Page extract

I wrote the following story for The News & Observer and Charlotte Observer, where it appeared May 2. It appears here with links.
Their parents didn’t swim. A traumatic event involving water in their childhood continues to haunt them. There wasn’t a pool where they grew up — or there was, but they couldn’t use it. They worry about their hair.
According to the Centers for Disease Control and Prevention, 37 percent of American adults don’t know how to swim. In 2007, says the CDCP, the nation’s clearinghouse for health information, there were 3,443 “fatal unintentional drownings” in the U.S., nearly 80 percent of whom were adults. The vast majority died because they didn’t know how to swim, a fact that’s scaring a growing number of non-aquatic adults into taking lessons.
Earlier this year, 36-year-old Rhonda Ingram of Raleigh and her family were vacationing at Myrtle Beach. Her 3-year-old and 1-year-old were bugging her to go swimming in the hotel pool; she said no because she knew she wouldn’t be any help if they got into trouble.
“I always thought if I put my face in the water, I’d drown,” says Ingram.
Which is why she and a half dozen other adult women are in the three-foot-deep end of Raleigh’s Optimist Park Pool, trusting instructor Roger Sharrett to put their assorted fears of the water to rest.
“It takes a lot of confidence and faith to be comfortable in water,” says Sharrett. That touches on what instructors say is the biggest challenge for people learning to swim later in life.
“Adults have more fear,” says Kelley Chisholm, who also teaches at Optimist. “Eighty-five to 90 percent of adults have had some traumatic event, an uncle or someone who threw them into a lake.”
“Adults have a bad experience and it tends to carry with them the rest of their life,” adds Craig J. Howard, aquatics director at the Stratford Richardson YMCA in Charlotte.

Provided data
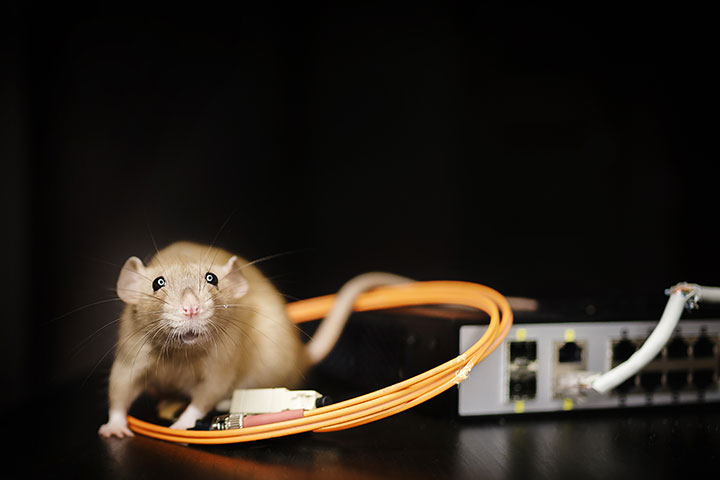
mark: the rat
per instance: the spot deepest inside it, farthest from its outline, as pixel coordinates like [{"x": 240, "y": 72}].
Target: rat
[{"x": 202, "y": 322}]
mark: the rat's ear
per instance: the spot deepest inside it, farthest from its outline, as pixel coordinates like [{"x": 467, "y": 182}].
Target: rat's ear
[
  {"x": 132, "y": 281},
  {"x": 232, "y": 281}
]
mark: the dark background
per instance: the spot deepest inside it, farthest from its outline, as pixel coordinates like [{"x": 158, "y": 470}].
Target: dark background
[{"x": 544, "y": 153}]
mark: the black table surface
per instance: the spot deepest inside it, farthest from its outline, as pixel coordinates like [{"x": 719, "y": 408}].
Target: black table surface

What is being asked
According to the article on adults learning to swim, what percentage of American adults don't know how to swim?

Solution
37 percent